# STATED TASK
Pull out each line in the rows below that contains the word "suit" and copy those lines in full.

+---+

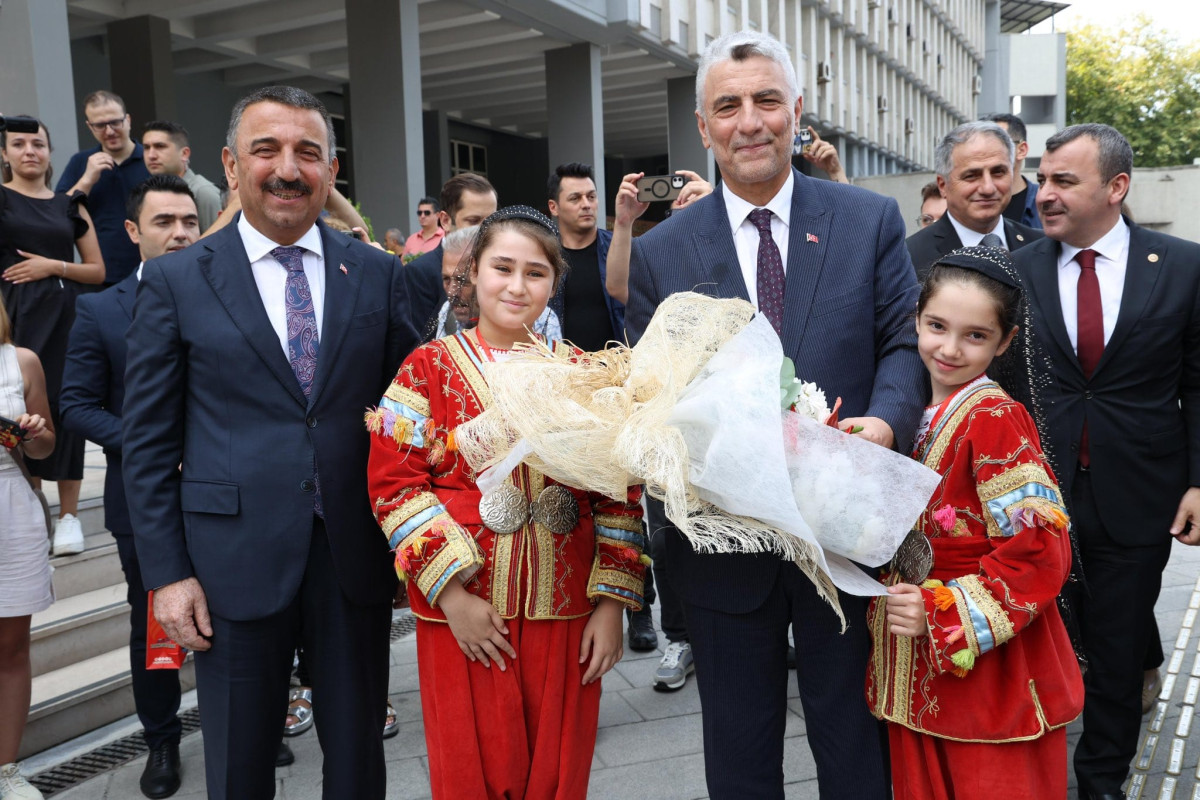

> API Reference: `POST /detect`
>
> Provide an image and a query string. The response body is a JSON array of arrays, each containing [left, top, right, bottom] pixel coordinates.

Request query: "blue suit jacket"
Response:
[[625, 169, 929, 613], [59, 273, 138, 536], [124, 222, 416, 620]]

+---+

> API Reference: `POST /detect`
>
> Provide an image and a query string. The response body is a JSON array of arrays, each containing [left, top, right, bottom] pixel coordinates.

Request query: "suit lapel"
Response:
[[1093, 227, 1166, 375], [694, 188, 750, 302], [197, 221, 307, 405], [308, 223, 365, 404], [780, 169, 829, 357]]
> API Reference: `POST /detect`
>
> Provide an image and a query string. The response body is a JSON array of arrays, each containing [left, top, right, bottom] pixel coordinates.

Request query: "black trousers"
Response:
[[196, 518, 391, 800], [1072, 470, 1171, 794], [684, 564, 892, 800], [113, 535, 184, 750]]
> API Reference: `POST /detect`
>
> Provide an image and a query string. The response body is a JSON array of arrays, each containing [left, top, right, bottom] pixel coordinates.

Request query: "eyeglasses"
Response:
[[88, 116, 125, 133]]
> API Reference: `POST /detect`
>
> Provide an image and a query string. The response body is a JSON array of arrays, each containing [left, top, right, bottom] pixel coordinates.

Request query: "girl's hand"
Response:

+---+

# ANSWER TO THIS EXERCISE
Request query: "blue suit jacket"
Request query: "suit lapel"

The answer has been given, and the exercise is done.